-------- EXTRACTED MATERIAL
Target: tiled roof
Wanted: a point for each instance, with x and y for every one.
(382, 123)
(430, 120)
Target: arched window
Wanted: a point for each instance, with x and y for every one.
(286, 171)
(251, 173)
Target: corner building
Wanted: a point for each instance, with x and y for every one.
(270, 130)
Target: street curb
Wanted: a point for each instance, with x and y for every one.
----------------
*GOAL*: Render all of the material above as a numbered list with one line per entry, leaving out any blank lines.

*EXERCISE ANSWER*:
1. Target: tiled roof
2. Wanted: a point for each instance, with x and y for every one.
3. (382, 123)
4. (430, 120)
5. Target: arched window
6. Wanted: a point for each instance, with x and y for every one.
7. (286, 171)
8. (251, 173)
9. Target: corner building
10. Wanted: a point for each instance, with x and y for every one.
11. (270, 130)
12. Target: street curb
13. Wanted: a point for each instance, with x and y for every one.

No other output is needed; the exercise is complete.